DIRECTIONS: Rewrite every one of the records below, swapping "tight boxes" for "bounding boxes" and leaving all other text as it is. Omit the pictures from your version.

INPUT MATERIAL:
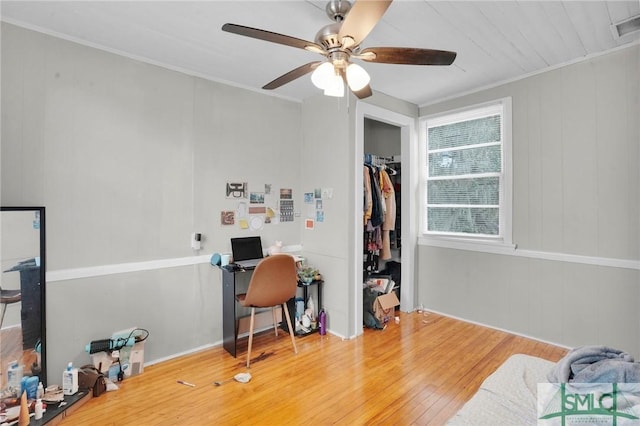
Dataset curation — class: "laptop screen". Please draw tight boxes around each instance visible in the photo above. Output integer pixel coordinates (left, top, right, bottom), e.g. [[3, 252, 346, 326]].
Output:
[[231, 237, 263, 262]]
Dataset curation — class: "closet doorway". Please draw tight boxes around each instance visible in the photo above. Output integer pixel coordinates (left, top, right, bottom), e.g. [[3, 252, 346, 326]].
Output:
[[363, 117, 402, 292], [351, 102, 420, 335]]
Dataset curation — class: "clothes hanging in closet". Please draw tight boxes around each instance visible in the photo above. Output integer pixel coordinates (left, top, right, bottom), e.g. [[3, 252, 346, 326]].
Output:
[[363, 165, 396, 272]]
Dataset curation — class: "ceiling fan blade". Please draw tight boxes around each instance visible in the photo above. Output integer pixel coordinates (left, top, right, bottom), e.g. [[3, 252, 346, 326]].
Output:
[[352, 84, 373, 99], [354, 47, 456, 65], [222, 24, 324, 53], [338, 0, 392, 48], [262, 61, 323, 90]]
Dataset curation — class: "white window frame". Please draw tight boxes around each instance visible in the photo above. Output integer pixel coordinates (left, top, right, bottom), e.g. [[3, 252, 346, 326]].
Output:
[[418, 97, 515, 253]]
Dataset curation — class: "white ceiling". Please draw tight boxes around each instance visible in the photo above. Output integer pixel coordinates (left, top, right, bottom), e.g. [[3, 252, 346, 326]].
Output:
[[0, 0, 640, 105]]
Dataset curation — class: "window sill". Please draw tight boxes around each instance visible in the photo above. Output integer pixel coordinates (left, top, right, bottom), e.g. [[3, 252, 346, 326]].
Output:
[[418, 236, 517, 254]]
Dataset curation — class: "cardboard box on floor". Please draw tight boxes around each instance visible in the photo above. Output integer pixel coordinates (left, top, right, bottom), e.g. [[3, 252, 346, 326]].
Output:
[[373, 291, 400, 324]]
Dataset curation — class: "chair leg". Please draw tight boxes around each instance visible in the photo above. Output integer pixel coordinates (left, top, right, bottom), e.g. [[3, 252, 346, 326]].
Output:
[[271, 306, 278, 337], [282, 302, 298, 354], [0, 303, 6, 328], [247, 308, 256, 368]]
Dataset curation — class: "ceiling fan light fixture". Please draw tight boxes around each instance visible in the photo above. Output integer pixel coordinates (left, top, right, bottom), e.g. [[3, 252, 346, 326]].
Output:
[[311, 62, 335, 90], [347, 64, 371, 92]]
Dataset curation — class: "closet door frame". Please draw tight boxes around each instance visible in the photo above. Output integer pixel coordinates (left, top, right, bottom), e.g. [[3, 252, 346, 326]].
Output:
[[351, 102, 420, 335]]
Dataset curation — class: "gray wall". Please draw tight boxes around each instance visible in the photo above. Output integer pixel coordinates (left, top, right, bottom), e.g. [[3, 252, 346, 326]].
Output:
[[418, 44, 640, 357], [1, 23, 304, 383]]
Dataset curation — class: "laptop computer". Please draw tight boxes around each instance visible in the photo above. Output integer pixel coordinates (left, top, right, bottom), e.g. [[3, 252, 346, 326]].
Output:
[[231, 236, 263, 269]]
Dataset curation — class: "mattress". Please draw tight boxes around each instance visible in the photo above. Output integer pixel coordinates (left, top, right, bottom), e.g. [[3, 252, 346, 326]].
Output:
[[447, 354, 555, 426]]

COMPLETED TASK:
Dataset curation — class: "laptop screen". Please draw bounding boxes around each instance visible in the photo above. Output integer pixel coordinates (left, top, right, bottom), e.g. [[3, 252, 346, 326]].
Output:
[[231, 237, 263, 262]]
Dataset curation — class: "closet doorway". Please draw bounding boxes around each instance visible in the photo above. Output integer pixel coordinates (left, top, right, bottom), e.g. [[3, 252, 346, 326]].
Output:
[[363, 117, 402, 292], [351, 102, 420, 335]]
Dataset curation — class: "clothes hanging in closet". Please draw bounding boxes around each instance visible in the photo above. Output integer pixel coordinates (left, top, right, bottom), e.g. [[3, 252, 346, 326]].
Output:
[[363, 165, 396, 272]]
Dataset curation — class: "ceiling fan blade". Please draw bounding boxes around each instance visible in the photo above. Output integer pixel coordinates (left, top, right, bottom), e.g. [[3, 252, 346, 326]].
Output:
[[352, 84, 373, 99], [354, 47, 456, 65], [222, 24, 324, 53], [338, 0, 392, 48], [262, 61, 323, 90]]
Dataset curation — class: "white window frame". Please draw bounding boxes around each instance visible in the photo above. Output integer pixel coordinates (left, top, right, bottom), e.g. [[3, 252, 346, 326]].
Output:
[[418, 97, 515, 253]]
Dataset curation — class: "white ceiling". Please draw bounding boxes around each instance visible in the photo above. Output integer pixel coordinates (left, top, right, bottom), e.g. [[3, 252, 346, 326]].
Output:
[[0, 0, 640, 105]]
Dataset curation — class: "window sill". Please draw bounding boxes around each instance visible in the photo above. Output integer pixel coordinates (left, top, right, bottom), e.g. [[3, 252, 346, 326]].
Output:
[[418, 236, 517, 254]]
Dataset curation — class: "cardboard box on floor". Please draw bounding boxes around each instance visible in the photo above. Output integer pixel coordinates (left, top, right, bottom), e.g. [[3, 252, 346, 326]].
Output:
[[373, 291, 400, 324]]
Dataset curation — class: "chair leg". Please draw bounding boxes around each instance visible in the photo above. Output integer pixel coordinates (left, top, right, bottom), e.g. [[3, 252, 346, 326]].
Output:
[[271, 306, 278, 337], [282, 302, 298, 354], [0, 303, 6, 328], [247, 308, 256, 368]]
Dataset curation — class: "ceiling fan light fixture". Please draw bounding boxes around each instance visible in the photo above. Output integer pixel coordinates (left, top, right, bottom), e.g. [[3, 252, 346, 326]].
Output:
[[311, 62, 335, 90], [347, 64, 371, 92]]
Dataset curation — class: "closet door frame". Please draw bounding boxes around each instance visible in the photo above. Output integer pixel coordinates (left, top, right, bottom), e.g. [[3, 252, 346, 326]].
Output:
[[351, 102, 420, 335]]
Dataset curation — class: "gray wall". Please draw bounding boxes around each instance visible in the photo above. Output integer pixel coordinates (left, top, right, bottom), e.g. [[3, 252, 346, 326]].
Output:
[[418, 44, 640, 357], [1, 23, 304, 383]]
Dataset curation — class: "laptop computer". Please draw bounding boxes around each instance visible in the photo above. Output integer pixel coordinates (left, top, right, bottom), e.g. [[3, 252, 346, 326]].
Output:
[[231, 236, 263, 269]]
Dataset curation — class: "mattress". Please draw bounding boxes around each instance visible in the photo above. Output integer pixel coordinates (left, top, right, bottom), e.g. [[3, 252, 346, 326]].
Output:
[[447, 354, 555, 426]]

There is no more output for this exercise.